§ **SET PROBLEM**:
Leaving out every picture, quote the data below exactly as it appears.

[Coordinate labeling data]
▶
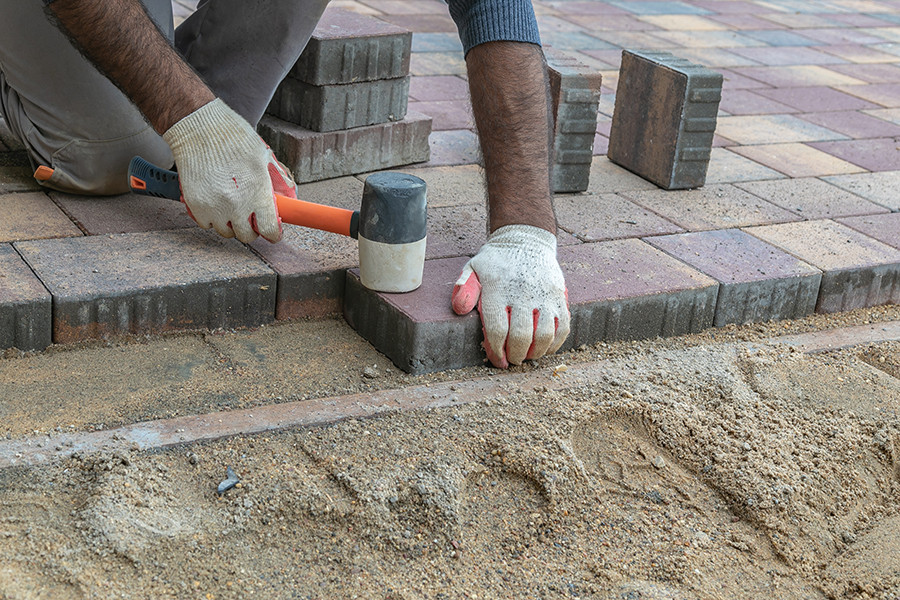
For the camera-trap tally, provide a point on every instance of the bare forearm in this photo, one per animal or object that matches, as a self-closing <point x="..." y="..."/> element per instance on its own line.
<point x="123" y="42"/>
<point x="511" y="104"/>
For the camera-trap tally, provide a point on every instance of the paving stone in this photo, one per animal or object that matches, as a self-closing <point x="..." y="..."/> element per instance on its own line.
<point x="32" y="216"/>
<point x="594" y="218"/>
<point x="880" y="187"/>
<point x="16" y="178"/>
<point x="858" y="271"/>
<point x="418" y="330"/>
<point x="310" y="264"/>
<point x="664" y="119"/>
<point x="347" y="47"/>
<point x="127" y="213"/>
<point x="720" y="206"/>
<point x="628" y="290"/>
<point x="812" y="198"/>
<point x="882" y="227"/>
<point x="343" y="106"/>
<point x="313" y="156"/>
<point x="575" y="96"/>
<point x="150" y="283"/>
<point x="877" y="154"/>
<point x="797" y="160"/>
<point x="26" y="314"/>
<point x="757" y="281"/>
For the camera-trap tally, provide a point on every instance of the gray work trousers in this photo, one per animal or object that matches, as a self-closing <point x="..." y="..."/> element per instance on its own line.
<point x="74" y="120"/>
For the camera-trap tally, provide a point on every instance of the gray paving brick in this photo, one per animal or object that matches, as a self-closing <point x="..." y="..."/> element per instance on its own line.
<point x="857" y="271"/>
<point x="25" y="305"/>
<point x="333" y="107"/>
<point x="575" y="93"/>
<point x="348" y="47"/>
<point x="665" y="118"/>
<point x="757" y="281"/>
<point x="313" y="156"/>
<point x="150" y="282"/>
<point x="628" y="290"/>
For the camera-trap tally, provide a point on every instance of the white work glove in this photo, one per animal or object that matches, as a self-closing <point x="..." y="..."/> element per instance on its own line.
<point x="227" y="173"/>
<point x="521" y="294"/>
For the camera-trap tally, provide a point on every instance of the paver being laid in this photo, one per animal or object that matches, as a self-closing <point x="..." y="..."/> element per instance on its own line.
<point x="25" y="305"/>
<point x="150" y="282"/>
<point x="857" y="271"/>
<point x="757" y="281"/>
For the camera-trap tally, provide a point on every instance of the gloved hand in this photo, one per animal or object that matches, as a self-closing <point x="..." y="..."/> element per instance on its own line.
<point x="521" y="294"/>
<point x="227" y="173"/>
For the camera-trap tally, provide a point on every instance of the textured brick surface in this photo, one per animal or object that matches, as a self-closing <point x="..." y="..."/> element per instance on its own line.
<point x="150" y="282"/>
<point x="665" y="118"/>
<point x="757" y="281"/>
<point x="858" y="271"/>
<point x="575" y="93"/>
<point x="128" y="213"/>
<point x="626" y="289"/>
<point x="31" y="216"/>
<point x="713" y="207"/>
<point x="25" y="305"/>
<point x="418" y="330"/>
<point x="348" y="47"/>
<point x="313" y="155"/>
<point x="344" y="106"/>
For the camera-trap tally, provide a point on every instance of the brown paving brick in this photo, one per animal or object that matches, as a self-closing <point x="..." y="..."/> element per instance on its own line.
<point x="111" y="285"/>
<point x="797" y="160"/>
<point x="757" y="281"/>
<point x="25" y="305"/>
<point x="812" y="198"/>
<point x="593" y="218"/>
<point x="626" y="289"/>
<point x="32" y="216"/>
<point x="858" y="271"/>
<point x="853" y="123"/>
<point x="718" y="206"/>
<point x="880" y="188"/>
<point x="882" y="227"/>
<point x="128" y="213"/>
<point x="878" y="154"/>
<point x="816" y="98"/>
<point x="727" y="167"/>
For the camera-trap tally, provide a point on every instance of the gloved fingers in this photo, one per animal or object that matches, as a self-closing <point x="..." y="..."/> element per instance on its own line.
<point x="521" y="334"/>
<point x="466" y="292"/>
<point x="544" y="332"/>
<point x="495" y="325"/>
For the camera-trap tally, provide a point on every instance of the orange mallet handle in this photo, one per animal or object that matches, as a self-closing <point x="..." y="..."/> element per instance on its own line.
<point x="147" y="179"/>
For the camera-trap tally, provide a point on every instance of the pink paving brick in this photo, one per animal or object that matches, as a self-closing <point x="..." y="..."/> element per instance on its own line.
<point x="882" y="227"/>
<point x="853" y="123"/>
<point x="757" y="281"/>
<point x="816" y="98"/>
<point x="127" y="213"/>
<point x="25" y="305"/>
<point x="858" y="271"/>
<point x="593" y="218"/>
<point x="711" y="207"/>
<point x="32" y="216"/>
<point x="147" y="283"/>
<point x="812" y="198"/>
<point x="879" y="154"/>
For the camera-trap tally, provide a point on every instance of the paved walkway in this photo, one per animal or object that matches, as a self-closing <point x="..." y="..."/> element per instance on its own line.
<point x="798" y="214"/>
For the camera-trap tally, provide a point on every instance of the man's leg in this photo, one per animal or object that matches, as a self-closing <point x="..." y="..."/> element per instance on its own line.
<point x="67" y="114"/>
<point x="244" y="48"/>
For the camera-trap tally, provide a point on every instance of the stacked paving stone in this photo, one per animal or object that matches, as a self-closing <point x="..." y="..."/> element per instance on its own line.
<point x="665" y="118"/>
<point x="575" y="93"/>
<point x="342" y="108"/>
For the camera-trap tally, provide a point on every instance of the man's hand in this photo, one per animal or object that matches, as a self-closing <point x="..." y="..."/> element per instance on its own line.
<point x="227" y="173"/>
<point x="521" y="294"/>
◀
§ **EXERCISE RESPONSE**:
For the camera-trap tally, provide a point on every instance of the bare forearm in this photo, one per animal or object that matches, as a self-closing <point x="..." y="..."/> element per instance on its own line.
<point x="123" y="42"/>
<point x="511" y="104"/>
For the camera-trap tally, provide a point on every instance of the paving stone in this photo, one per animal or object that matches, as a self-closing <point x="..." y="..."/> element per instance on its own line.
<point x="32" y="216"/>
<point x="594" y="218"/>
<point x="880" y="187"/>
<point x="16" y="178"/>
<point x="858" y="271"/>
<point x="418" y="330"/>
<point x="310" y="264"/>
<point x="664" y="119"/>
<point x="347" y="47"/>
<point x="127" y="213"/>
<point x="720" y="206"/>
<point x="628" y="290"/>
<point x="812" y="198"/>
<point x="882" y="227"/>
<point x="343" y="106"/>
<point x="313" y="156"/>
<point x="575" y="96"/>
<point x="150" y="283"/>
<point x="877" y="154"/>
<point x="797" y="160"/>
<point x="26" y="314"/>
<point x="757" y="281"/>
For the camera-trap tally, provide a point on every instance of the gray work trousers in this photo, one per animal or object that matches, as a self-closing <point x="..." y="..."/> element per instance on its own line.
<point x="74" y="120"/>
For the camera-trap tally, provide a point on every instance of the gray paving brick in this photo, one per animal or object that matches, as a self-closing <point x="..." y="..."/> element per instance on its own line.
<point x="857" y="271"/>
<point x="25" y="305"/>
<point x="333" y="107"/>
<point x="575" y="93"/>
<point x="348" y="47"/>
<point x="665" y="118"/>
<point x="757" y="281"/>
<point x="313" y="156"/>
<point x="150" y="282"/>
<point x="628" y="290"/>
For the camera-trap tally, provide a point on every instance of the white work glove in this photo, one per animal or object that matches, as a self-closing <point x="..." y="..."/> element per instance on its own line.
<point x="227" y="173"/>
<point x="521" y="294"/>
For the camera-trap tally, provide a point on every instance of the paver being laid in this photo, one per animal or object that matches, as a self-closing <point x="..." y="..."/> element per instance on its own line.
<point x="25" y="305"/>
<point x="150" y="282"/>
<point x="857" y="271"/>
<point x="757" y="281"/>
For the camera-trap tally, provide a point on every instance of the gloved hand in this photo, one per animal or object that matches, as a self-closing <point x="..." y="..."/> element per instance on its own line.
<point x="521" y="294"/>
<point x="227" y="173"/>
For the camera-trap tally, provide a point on every instance of the textured brick surface in this photo, one per animal or object that matches, as a self-closing <point x="..." y="..."/> element per instance on its own line.
<point x="150" y="282"/>
<point x="665" y="118"/>
<point x="757" y="281"/>
<point x="858" y="271"/>
<point x="575" y="93"/>
<point x="128" y="213"/>
<point x="626" y="289"/>
<point x="31" y="216"/>
<point x="713" y="207"/>
<point x="25" y="305"/>
<point x="418" y="330"/>
<point x="348" y="47"/>
<point x="313" y="155"/>
<point x="344" y="106"/>
For the camera-trap tally, provide a point on every instance of the brown paving brick in this photo, one per animal or object that matches, as a self-closing <point x="..." y="..."/> element per instance on its own line.
<point x="111" y="285"/>
<point x="797" y="160"/>
<point x="757" y="281"/>
<point x="25" y="305"/>
<point x="812" y="198"/>
<point x="593" y="218"/>
<point x="626" y="289"/>
<point x="32" y="216"/>
<point x="858" y="271"/>
<point x="853" y="123"/>
<point x="718" y="206"/>
<point x="880" y="188"/>
<point x="882" y="227"/>
<point x="128" y="213"/>
<point x="878" y="154"/>
<point x="816" y="98"/>
<point x="727" y="167"/>
For the camera-trap tally, provide a point on every instance of the gloved fingers in this photo, one per animal or object that matches, as a self-closing <point x="..." y="..."/> element per instance on its own line.
<point x="521" y="334"/>
<point x="466" y="292"/>
<point x="544" y="332"/>
<point x="495" y="325"/>
For the camera-trap tally, provide a point on every instance of the orange mallet handle in this photo, one per animal or object that matches, as a self-closing <point x="..." y="..."/> element per instance on its own line.
<point x="147" y="179"/>
For the camera-trap tally, provide a point on every instance of the pink paving brick in this photo, one per animal or object that matches, as a self-closing <point x="..." y="..."/> element per instance on its own line.
<point x="882" y="227"/>
<point x="853" y="123"/>
<point x="757" y="281"/>
<point x="816" y="98"/>
<point x="127" y="213"/>
<point x="25" y="305"/>
<point x="858" y="271"/>
<point x="593" y="218"/>
<point x="711" y="207"/>
<point x="32" y="216"/>
<point x="147" y="283"/>
<point x="812" y="198"/>
<point x="879" y="154"/>
For the camera-trap tally, provide a point on every instance of the paved walkway in this photo, one per animal or object that matches, as a self-closing <point x="..." y="..."/> element per instance on its own line.
<point x="798" y="214"/>
For the camera-trap tally, provide a point on every instance of the man's leg in this photo, one per animal or object that matches, as a self-closing <point x="..." y="..."/> element per instance on its own line.
<point x="67" y="114"/>
<point x="244" y="48"/>
For the camera-trap tally, provide a point on every instance of the stacked paving stone in this photo, one per animal or object that matches, as a self-closing <point x="..." y="..."/> element per instance on its own line.
<point x="665" y="118"/>
<point x="575" y="93"/>
<point x="342" y="108"/>
For the camera-trap tally, provide a point on every instance of the man's hand in this photo, one per animal or object that matches, as a self-closing <point x="..." y="..."/> element per instance on its own line.
<point x="227" y="173"/>
<point x="521" y="294"/>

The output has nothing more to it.